===== Provided records =====
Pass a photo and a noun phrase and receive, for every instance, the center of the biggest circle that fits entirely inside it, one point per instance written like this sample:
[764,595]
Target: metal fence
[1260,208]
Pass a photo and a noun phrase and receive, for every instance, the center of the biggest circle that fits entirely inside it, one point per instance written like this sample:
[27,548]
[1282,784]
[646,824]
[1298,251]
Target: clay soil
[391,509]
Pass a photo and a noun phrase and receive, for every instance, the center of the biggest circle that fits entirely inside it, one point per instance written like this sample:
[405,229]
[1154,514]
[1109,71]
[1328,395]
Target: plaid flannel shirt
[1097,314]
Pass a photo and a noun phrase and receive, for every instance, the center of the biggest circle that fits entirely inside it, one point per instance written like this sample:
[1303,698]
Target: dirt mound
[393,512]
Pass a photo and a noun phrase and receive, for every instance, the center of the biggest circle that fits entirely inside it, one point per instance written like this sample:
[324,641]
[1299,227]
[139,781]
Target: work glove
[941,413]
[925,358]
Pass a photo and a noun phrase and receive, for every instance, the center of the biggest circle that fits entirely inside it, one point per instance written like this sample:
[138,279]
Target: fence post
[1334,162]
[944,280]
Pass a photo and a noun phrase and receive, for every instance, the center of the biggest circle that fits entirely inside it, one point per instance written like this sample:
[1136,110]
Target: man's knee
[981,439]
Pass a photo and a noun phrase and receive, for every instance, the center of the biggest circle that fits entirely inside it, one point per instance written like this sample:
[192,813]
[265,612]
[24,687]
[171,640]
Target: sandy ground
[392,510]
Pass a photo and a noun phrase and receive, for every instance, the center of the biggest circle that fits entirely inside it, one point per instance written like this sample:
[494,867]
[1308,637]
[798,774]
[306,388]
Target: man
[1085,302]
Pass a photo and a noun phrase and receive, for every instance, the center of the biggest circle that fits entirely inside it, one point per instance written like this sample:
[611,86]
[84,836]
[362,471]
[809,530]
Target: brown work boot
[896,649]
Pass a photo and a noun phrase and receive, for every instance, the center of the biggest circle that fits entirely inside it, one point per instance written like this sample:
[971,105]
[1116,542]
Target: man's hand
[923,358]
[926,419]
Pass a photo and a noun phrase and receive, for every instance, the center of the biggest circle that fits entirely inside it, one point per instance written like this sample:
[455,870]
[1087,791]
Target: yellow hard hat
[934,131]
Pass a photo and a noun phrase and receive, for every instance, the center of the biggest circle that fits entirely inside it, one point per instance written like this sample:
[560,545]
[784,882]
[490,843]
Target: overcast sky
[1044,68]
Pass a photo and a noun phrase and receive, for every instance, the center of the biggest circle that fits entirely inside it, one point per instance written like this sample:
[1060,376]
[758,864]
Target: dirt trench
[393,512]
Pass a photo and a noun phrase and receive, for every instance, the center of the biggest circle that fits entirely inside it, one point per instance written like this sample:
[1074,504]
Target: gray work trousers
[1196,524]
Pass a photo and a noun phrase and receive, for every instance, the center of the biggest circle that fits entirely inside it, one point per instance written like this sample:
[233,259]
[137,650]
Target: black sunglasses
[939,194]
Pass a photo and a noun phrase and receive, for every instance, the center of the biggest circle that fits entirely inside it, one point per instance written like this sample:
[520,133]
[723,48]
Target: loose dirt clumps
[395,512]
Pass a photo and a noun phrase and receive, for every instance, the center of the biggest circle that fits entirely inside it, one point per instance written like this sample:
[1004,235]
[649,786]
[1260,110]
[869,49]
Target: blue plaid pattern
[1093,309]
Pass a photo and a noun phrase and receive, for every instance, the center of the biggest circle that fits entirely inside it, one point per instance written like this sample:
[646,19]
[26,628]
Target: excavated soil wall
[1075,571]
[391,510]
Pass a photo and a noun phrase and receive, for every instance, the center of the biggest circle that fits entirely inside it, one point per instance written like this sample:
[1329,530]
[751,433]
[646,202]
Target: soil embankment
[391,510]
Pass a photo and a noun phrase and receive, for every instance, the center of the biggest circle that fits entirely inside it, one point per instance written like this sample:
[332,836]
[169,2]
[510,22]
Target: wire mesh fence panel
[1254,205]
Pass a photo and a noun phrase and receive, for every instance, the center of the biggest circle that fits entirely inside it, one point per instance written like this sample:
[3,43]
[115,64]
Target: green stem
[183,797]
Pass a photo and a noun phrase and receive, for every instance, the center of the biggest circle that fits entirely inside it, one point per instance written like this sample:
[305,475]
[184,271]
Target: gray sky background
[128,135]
=====
- [Exercise brief]: Transcribe all the entries, keeping each one exactly as it is.

- [Finished task]:
Pass a photo and a noun phrase and receive, for every instance, the center of the biggest circle that fits entirely inside it, one point per instance written like this sample:
[764,595]
Target: metal fence
[1260,208]
Pass a photo and a noun phrase and receive, for every instance, the center of the biggest circle that fits entirely inside it, one point per instance written like this sample:
[27,548]
[1282,784]
[646,824]
[1298,251]
Target: clay soil
[391,509]
Pass a photo and a noun phrase and receive, for every instance, the center of the biggest circle that fits entirely inside it, one point per instance written like this sample:
[405,229]
[1154,514]
[1109,71]
[1328,395]
Target: plaid flannel shirt
[1097,314]
Pass a photo and a noun phrase and receive, for every instance, the center of the biggest circle that fits entirely inside it, one point per instance written like this sample:
[1303,698]
Target: dirt mound
[393,512]
Pass a photo and a noun phrase and receive, for every instance, the center of the biggest circle that fits entirely inside it, one point per instance written like this sample:
[324,641]
[1299,227]
[139,781]
Target: work glove
[941,413]
[925,358]
Pass a photo and a noun phrase and receive, for every instance, the center of the biggest circle that fits entirely inside it, one point per instance written like this sample:
[138,279]
Target: fence post
[1334,162]
[944,280]
Pass a photo and a noun phrase and receive, for every instance, the center of the biggest circle that fits entirely inside it, one point per instance written like this sample:
[1136,110]
Target: man's knee
[981,439]
Pass a photo and a noun phrase and receive, for every instance, the center of the biggest circle that fits entirely inside it, one point per instance written like this sample:
[192,813]
[265,612]
[24,687]
[171,640]
Target: sandy ground
[392,510]
Pass a photo and a noun phrase and receive, for every instance, the center of the biggest circle that fits entirely inside it, one point per instance written like this sample:
[494,867]
[1308,637]
[798,774]
[306,388]
Target: man
[1085,302]
Pass a photo and a noun phrase and receive, for every instance, the center of the biggest circle that fits entirely inside it, one point per instance written like this sample:
[611,86]
[84,836]
[362,471]
[809,530]
Target: brown work boot
[896,649]
Pass a photo and a noun phrase and receive, for every instance, the center of the biggest circle that fits entirely inside it, one point per instance written like this sample:
[971,105]
[1116,542]
Target: man's hand
[923,358]
[926,419]
Pass a photo and a noun phrase and receive, for every instance, the center of the biggest circle that fits entirely inside it, one point per instance written like this sample:
[455,870]
[1087,791]
Target: yellow hard hat
[934,131]
Pass a photo and a noun phrase and receive, for every instance, the center of the biggest circle that fits entirely inside it, one point per instance written like this sample:
[560,545]
[784,882]
[490,843]
Target: overcast sky
[1044,68]
Pass a photo and a noun phrase and receive, for every instance, the center of the biggest circle that fits entirely inside it, one point per instance written like this sample:
[1060,376]
[758,864]
Target: dirt trench
[393,512]
Pass a photo and a noun phrase and receive, for every instance, the center of the biggest circle that fits entirely inside it, one point per instance written like this sample:
[1074,504]
Target: gray work trousers
[1196,524]
Pass a photo and a noun phrase and receive, for every instance, the center of the biggest circle that fits entirely inside it, one point per instance written like this sample:
[233,259]
[137,650]
Target: black sunglasses
[939,194]
Pass a photo and a noun phrase and receive, for every instance, the center of the biggest circle that fits entirely inside it, one point per instance written like this sample:
[520,133]
[723,48]
Target: loose dirt clumps
[395,512]
Pass a photo and a noun phrase and receive, for every instance, the center of the biggest circle that fits entirely inside it, one point per instance written like this sample:
[1004,235]
[649,786]
[1260,110]
[869,49]
Target: blue plaid pattern
[1093,309]
Pass a photo and a noun phrase and receive, for every instance, the center of the biggest circle that fits entirely inside it, one point per instance written like this sample:
[646,19]
[26,628]
Target: excavated soil wall
[1075,571]
[391,510]
Pass a photo and a noun phrase and receive, for every instance, the center of the biggest circle that fits entirely inside it, one point per instance written like this sample:
[1329,530]
[751,433]
[646,202]
Target: soil embankment
[391,510]
Pass a photo and a noun phrase and receive, for every instance, the center of the biggest circle that fits entirely inside it, one point per instance written like this sample:
[332,836]
[169,2]
[510,22]
Target: wire mesh fence panel
[1254,205]
Pass a photo and a noun phrase and receive, for every instance, the center of the biggest circle that fits entirely inside it, one point per instance written like this sample:
[3,43]
[115,64]
Target: green stem
[183,797]
Pass a photo and a noun phrase and receive, for every instance, the center of the biggest circle that fits entirely inside it, one point per instance written like this sample:
[305,475]
[184,271]
Target: gray sky background
[128,135]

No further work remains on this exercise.